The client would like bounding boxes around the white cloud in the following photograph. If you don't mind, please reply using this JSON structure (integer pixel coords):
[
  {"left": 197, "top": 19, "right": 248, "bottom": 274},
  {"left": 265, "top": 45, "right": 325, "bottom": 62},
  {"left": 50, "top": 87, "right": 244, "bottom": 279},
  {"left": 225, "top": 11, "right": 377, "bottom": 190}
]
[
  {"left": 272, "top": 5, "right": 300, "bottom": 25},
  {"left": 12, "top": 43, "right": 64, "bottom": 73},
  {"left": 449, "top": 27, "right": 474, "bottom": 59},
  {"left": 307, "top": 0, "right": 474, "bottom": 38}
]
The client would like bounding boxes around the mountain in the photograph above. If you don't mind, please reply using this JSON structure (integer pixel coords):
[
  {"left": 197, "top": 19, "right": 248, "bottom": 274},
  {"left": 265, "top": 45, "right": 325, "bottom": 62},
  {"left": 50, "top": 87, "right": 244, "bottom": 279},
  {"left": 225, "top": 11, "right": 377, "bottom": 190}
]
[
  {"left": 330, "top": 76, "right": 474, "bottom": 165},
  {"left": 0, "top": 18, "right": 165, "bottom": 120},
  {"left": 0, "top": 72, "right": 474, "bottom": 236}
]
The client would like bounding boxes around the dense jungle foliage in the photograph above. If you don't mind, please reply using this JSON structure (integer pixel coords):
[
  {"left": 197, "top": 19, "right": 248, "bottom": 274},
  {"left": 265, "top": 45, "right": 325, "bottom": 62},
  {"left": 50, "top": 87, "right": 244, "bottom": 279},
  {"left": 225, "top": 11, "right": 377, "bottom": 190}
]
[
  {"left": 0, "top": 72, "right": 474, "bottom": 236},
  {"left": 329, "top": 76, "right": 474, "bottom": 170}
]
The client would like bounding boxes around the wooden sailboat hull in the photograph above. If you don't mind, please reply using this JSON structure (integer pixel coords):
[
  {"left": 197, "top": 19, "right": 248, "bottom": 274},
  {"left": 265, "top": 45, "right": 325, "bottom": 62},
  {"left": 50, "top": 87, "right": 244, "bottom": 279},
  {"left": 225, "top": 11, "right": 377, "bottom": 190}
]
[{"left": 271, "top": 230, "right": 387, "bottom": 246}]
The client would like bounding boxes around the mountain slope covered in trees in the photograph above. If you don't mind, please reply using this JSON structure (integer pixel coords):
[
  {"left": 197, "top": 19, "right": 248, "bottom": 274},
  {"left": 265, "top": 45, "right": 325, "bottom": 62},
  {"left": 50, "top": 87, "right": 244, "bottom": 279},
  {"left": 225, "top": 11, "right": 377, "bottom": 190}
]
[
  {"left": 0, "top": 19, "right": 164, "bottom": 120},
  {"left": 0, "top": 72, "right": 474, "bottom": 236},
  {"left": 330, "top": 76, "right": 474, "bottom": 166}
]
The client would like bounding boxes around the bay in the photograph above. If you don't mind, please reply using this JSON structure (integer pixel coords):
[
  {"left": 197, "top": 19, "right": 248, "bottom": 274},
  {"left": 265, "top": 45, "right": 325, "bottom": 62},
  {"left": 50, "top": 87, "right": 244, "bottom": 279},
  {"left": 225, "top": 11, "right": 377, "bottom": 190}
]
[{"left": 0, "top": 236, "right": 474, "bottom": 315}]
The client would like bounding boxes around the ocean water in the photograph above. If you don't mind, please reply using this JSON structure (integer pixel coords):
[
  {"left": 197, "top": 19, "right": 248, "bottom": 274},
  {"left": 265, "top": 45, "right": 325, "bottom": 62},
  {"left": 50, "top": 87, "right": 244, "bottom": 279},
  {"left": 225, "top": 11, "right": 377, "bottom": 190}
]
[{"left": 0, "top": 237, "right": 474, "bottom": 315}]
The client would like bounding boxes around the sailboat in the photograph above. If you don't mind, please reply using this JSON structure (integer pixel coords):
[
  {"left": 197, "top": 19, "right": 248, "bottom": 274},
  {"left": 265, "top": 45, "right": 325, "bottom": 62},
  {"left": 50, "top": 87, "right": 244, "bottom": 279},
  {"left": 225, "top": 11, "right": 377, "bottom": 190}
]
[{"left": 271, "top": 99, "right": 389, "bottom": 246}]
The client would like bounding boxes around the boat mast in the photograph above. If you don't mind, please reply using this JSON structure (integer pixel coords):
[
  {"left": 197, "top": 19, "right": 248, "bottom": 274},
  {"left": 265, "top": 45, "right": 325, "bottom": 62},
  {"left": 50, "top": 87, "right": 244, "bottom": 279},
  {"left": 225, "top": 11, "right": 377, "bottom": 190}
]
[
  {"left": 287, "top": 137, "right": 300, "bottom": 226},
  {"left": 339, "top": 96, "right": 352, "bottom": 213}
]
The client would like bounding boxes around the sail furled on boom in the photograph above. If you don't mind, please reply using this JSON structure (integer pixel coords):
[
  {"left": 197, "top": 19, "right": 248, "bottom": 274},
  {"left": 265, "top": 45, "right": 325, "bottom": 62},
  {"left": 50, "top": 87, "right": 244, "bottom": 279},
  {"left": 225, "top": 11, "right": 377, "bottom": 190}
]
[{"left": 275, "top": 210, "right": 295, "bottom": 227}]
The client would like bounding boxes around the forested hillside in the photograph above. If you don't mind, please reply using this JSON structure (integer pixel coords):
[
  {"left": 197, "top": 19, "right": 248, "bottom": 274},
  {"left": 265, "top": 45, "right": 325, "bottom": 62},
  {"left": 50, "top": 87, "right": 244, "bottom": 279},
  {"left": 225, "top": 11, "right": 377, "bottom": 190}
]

*WHAT IS BEING ASKED*
Format every line of the records above as a Markdown table with the columns Row and Record line, numbering the rows in order and leaving out blank lines.

*RESULT FOR THIS EXERCISE*
| Row | Record line |
|---|---|
| 1 | The client would like bounding boxes around the white cloud in the following photograph. If you don't mind, please reply using this JSON structure (integer pixel coords): |
| 2 | [ |
| 3 |   {"left": 197, "top": 19, "right": 248, "bottom": 274}, |
| 4 |   {"left": 265, "top": 45, "right": 325, "bottom": 62}, |
| 5 |   {"left": 50, "top": 87, "right": 244, "bottom": 279}, |
| 6 |   {"left": 225, "top": 11, "right": 377, "bottom": 190} |
| 7 | ] |
| 8 | [ |
| 9 |   {"left": 272, "top": 5, "right": 300, "bottom": 25}, |
| 10 |   {"left": 12, "top": 43, "right": 64, "bottom": 73}, |
| 11 |   {"left": 449, "top": 27, "right": 474, "bottom": 59}, |
| 12 |   {"left": 307, "top": 0, "right": 474, "bottom": 38} |
| 13 | ] |
| 14 | The client would like bounding boxes around the mountain in the photograph above. If you don't mind, please reply using this JSON structure (integer pixel coords): |
| 15 | [ |
| 16 |   {"left": 197, "top": 19, "right": 248, "bottom": 274}, |
| 17 |   {"left": 265, "top": 45, "right": 325, "bottom": 62}, |
| 18 |   {"left": 50, "top": 87, "right": 244, "bottom": 279}, |
| 19 |   {"left": 225, "top": 11, "right": 377, "bottom": 190} |
| 20 | ] |
| 21 | [ |
| 22 |   {"left": 330, "top": 76, "right": 474, "bottom": 165}, |
| 23 |   {"left": 0, "top": 18, "right": 165, "bottom": 120}, |
| 24 |   {"left": 0, "top": 72, "right": 474, "bottom": 236} |
| 25 | ] |
| 26 | The client would like bounding boxes around the dense jungle foliage in the photograph above. If you don't mind, please reply using this JSON structure (integer pixel coords): |
| 27 | [ |
| 28 |   {"left": 197, "top": 19, "right": 248, "bottom": 274}, |
| 29 |   {"left": 265, "top": 45, "right": 325, "bottom": 62}, |
| 30 |   {"left": 50, "top": 87, "right": 244, "bottom": 279}, |
| 31 |   {"left": 225, "top": 11, "right": 377, "bottom": 190} |
| 32 | ] |
| 33 | [ |
| 34 |   {"left": 0, "top": 72, "right": 474, "bottom": 236}, |
| 35 |   {"left": 329, "top": 76, "right": 474, "bottom": 170} |
| 36 | ] |
| 37 | The client would like bounding boxes around the wooden sailboat hull in the photograph above. If you don't mind, please reply using this JSON structure (integer pixel coords): |
| 38 | [ |
| 39 |   {"left": 197, "top": 19, "right": 248, "bottom": 274}, |
| 40 |   {"left": 265, "top": 45, "right": 325, "bottom": 62}, |
| 41 |   {"left": 50, "top": 87, "right": 244, "bottom": 279}, |
| 42 |   {"left": 225, "top": 11, "right": 377, "bottom": 190} |
| 43 | ] |
| 44 | [{"left": 271, "top": 230, "right": 387, "bottom": 246}] |
| 45 | The client would like bounding boxes around the mountain slope covered in trees in the photograph above. If you don't mind, please reply using this JSON structure (integer pixel coords): |
| 46 | [ |
| 47 |   {"left": 197, "top": 19, "right": 248, "bottom": 274}, |
| 48 |   {"left": 265, "top": 45, "right": 325, "bottom": 62}, |
| 49 |   {"left": 50, "top": 87, "right": 244, "bottom": 279}, |
| 50 |   {"left": 225, "top": 11, "right": 377, "bottom": 190} |
| 51 | ] |
| 52 | [ |
| 53 |   {"left": 0, "top": 19, "right": 164, "bottom": 120}, |
| 54 |   {"left": 0, "top": 72, "right": 474, "bottom": 236}, |
| 55 |   {"left": 330, "top": 76, "right": 474, "bottom": 166} |
| 56 | ] |
| 57 | The client would like bounding boxes around the bay in the photograph above. If you don't mind, please reply using this JSON structure (integer pixel coords): |
| 58 | [ |
| 59 |   {"left": 197, "top": 19, "right": 248, "bottom": 274}, |
| 60 |   {"left": 265, "top": 45, "right": 325, "bottom": 62}, |
| 61 |   {"left": 50, "top": 87, "right": 244, "bottom": 279}, |
| 62 |   {"left": 225, "top": 11, "right": 377, "bottom": 190} |
| 63 | ] |
| 64 | [{"left": 0, "top": 236, "right": 474, "bottom": 315}] |
| 65 | The client would like bounding boxes around the ocean water in the photograph above. If you don't mind, please reply using this JSON structure (integer pixel coords): |
| 66 | [ |
| 67 |   {"left": 197, "top": 19, "right": 248, "bottom": 274}, |
| 68 |   {"left": 265, "top": 45, "right": 325, "bottom": 62}, |
| 69 |   {"left": 50, "top": 87, "right": 244, "bottom": 279}, |
| 70 |   {"left": 225, "top": 11, "right": 377, "bottom": 190} |
| 71 | ] |
| 72 | [{"left": 0, "top": 237, "right": 474, "bottom": 315}] |
| 73 | The client would like bounding boxes around the sailboat in the photograph above. If you don't mind, please reply using this JSON structure (integer pixel coords): |
| 74 | [ |
| 75 |   {"left": 197, "top": 19, "right": 248, "bottom": 274}, |
| 76 |   {"left": 265, "top": 45, "right": 325, "bottom": 62}, |
| 77 |   {"left": 50, "top": 87, "right": 244, "bottom": 279}, |
| 78 |   {"left": 225, "top": 11, "right": 377, "bottom": 190} |
| 79 | ] |
| 80 | [{"left": 271, "top": 99, "right": 389, "bottom": 246}] |
| 81 | The client would like bounding boxes around the boat mast in the photograph above. If you don't mind, please reply using this JSON structure (integer pixel coords): |
| 82 | [ |
| 83 |   {"left": 197, "top": 19, "right": 248, "bottom": 274}, |
| 84 |   {"left": 265, "top": 45, "right": 325, "bottom": 62}, |
| 85 |   {"left": 50, "top": 87, "right": 244, "bottom": 279}, |
| 86 |   {"left": 225, "top": 11, "right": 377, "bottom": 190} |
| 87 | ] |
| 88 | [ |
| 89 |   {"left": 287, "top": 137, "right": 300, "bottom": 226}, |
| 90 |   {"left": 339, "top": 96, "right": 352, "bottom": 213} |
| 91 | ] |
| 92 | The client would like bounding boxes around the sail furled on boom in the photograph above. If you don't mind, please reply using this JSON structure (integer pixel coords): |
| 93 | [ |
| 94 |   {"left": 197, "top": 19, "right": 248, "bottom": 274}, |
| 95 |   {"left": 265, "top": 45, "right": 325, "bottom": 62}, |
| 96 |   {"left": 50, "top": 87, "right": 244, "bottom": 279}, |
| 97 |   {"left": 225, "top": 11, "right": 377, "bottom": 190} |
| 98 | ] |
| 99 | [{"left": 275, "top": 210, "right": 295, "bottom": 227}] |
| 100 | The client would like bounding boxes around the forested hillside in the photograph above. If you don't mind, please reply using this JSON structure (integer pixel coords): |
| 101 | [ |
| 102 |   {"left": 197, "top": 19, "right": 248, "bottom": 274}, |
| 103 |   {"left": 265, "top": 45, "right": 325, "bottom": 62}, |
| 104 |   {"left": 50, "top": 87, "right": 244, "bottom": 279}, |
| 105 |   {"left": 225, "top": 11, "right": 377, "bottom": 190} |
| 106 | ] |